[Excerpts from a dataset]
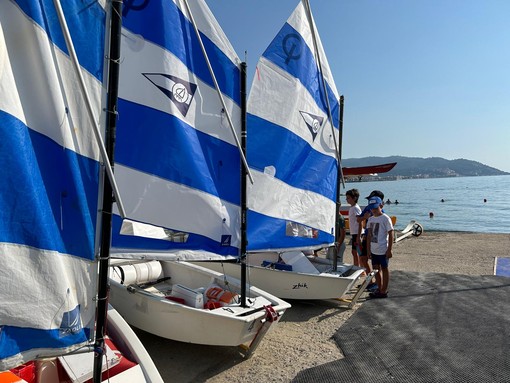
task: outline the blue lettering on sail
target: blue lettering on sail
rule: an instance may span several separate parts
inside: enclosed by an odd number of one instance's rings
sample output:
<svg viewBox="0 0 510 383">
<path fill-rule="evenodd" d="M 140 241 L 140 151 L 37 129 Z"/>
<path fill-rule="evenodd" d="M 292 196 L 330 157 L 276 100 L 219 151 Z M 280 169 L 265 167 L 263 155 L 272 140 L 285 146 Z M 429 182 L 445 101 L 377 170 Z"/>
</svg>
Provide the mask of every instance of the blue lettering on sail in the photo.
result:
<svg viewBox="0 0 510 383">
<path fill-rule="evenodd" d="M 183 116 L 186 116 L 197 90 L 196 84 L 165 73 L 142 74 L 172 100 Z"/>
<path fill-rule="evenodd" d="M 67 336 L 70 334 L 77 334 L 82 330 L 80 322 L 80 305 L 76 306 L 71 311 L 67 311 L 62 316 L 62 323 L 60 324 L 60 335 Z"/>
</svg>

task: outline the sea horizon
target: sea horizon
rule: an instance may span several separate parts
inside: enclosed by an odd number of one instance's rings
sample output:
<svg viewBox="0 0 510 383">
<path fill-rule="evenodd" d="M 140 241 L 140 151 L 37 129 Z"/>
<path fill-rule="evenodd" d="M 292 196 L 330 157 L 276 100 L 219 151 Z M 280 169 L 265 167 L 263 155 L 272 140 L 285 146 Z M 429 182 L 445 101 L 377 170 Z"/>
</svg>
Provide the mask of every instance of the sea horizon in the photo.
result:
<svg viewBox="0 0 510 383">
<path fill-rule="evenodd" d="M 385 213 L 397 217 L 396 230 L 415 220 L 425 231 L 510 233 L 508 175 L 351 181 L 342 194 L 353 188 L 360 191 L 360 206 L 372 190 L 382 191 L 391 202 Z M 345 196 L 341 203 L 348 206 Z"/>
</svg>

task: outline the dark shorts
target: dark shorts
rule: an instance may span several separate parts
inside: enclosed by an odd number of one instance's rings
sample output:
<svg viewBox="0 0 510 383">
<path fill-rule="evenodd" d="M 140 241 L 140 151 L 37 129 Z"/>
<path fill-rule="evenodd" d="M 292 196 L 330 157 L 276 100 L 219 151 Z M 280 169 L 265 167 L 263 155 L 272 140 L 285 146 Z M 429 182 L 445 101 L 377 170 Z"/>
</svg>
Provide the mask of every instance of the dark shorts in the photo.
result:
<svg viewBox="0 0 510 383">
<path fill-rule="evenodd" d="M 367 237 L 365 236 L 362 236 L 361 237 L 361 256 L 362 257 L 367 257 L 368 256 L 368 252 L 367 252 L 367 240 L 366 240 Z"/>
<path fill-rule="evenodd" d="M 389 264 L 388 258 L 386 258 L 386 254 L 378 255 L 372 253 L 372 267 L 376 269 L 376 265 L 381 265 L 383 269 L 387 269 Z"/>
<path fill-rule="evenodd" d="M 352 249 L 356 250 L 356 240 L 358 239 L 358 234 L 351 235 L 351 245 Z"/>
</svg>

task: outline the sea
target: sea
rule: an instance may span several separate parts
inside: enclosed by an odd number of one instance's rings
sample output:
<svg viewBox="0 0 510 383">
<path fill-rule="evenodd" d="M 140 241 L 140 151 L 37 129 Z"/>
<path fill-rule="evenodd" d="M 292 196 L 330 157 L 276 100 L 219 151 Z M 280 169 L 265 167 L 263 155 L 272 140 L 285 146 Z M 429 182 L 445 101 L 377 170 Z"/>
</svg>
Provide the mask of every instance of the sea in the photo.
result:
<svg viewBox="0 0 510 383">
<path fill-rule="evenodd" d="M 382 191 L 397 231 L 415 220 L 424 231 L 510 233 L 510 175 L 346 182 L 342 194 L 354 188 L 360 206 L 372 190 Z M 345 196 L 342 206 L 348 206 Z"/>
</svg>

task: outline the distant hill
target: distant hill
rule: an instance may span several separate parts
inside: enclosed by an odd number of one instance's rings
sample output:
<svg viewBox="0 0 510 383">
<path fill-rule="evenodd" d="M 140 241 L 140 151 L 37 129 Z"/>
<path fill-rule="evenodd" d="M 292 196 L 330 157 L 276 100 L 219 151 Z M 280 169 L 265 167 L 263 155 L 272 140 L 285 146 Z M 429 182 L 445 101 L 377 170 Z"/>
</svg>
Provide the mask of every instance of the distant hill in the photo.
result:
<svg viewBox="0 0 510 383">
<path fill-rule="evenodd" d="M 499 176 L 510 173 L 492 168 L 480 162 L 466 160 L 447 160 L 440 157 L 364 157 L 342 160 L 342 166 L 357 167 L 396 162 L 397 165 L 387 173 L 380 174 L 378 179 L 401 178 L 441 178 L 468 176 Z M 371 178 L 363 177 L 364 179 Z"/>
</svg>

WHAT TO PRODUCE —
Lines above holding "every": give their count, nothing more.

RESPONSE AREA —
5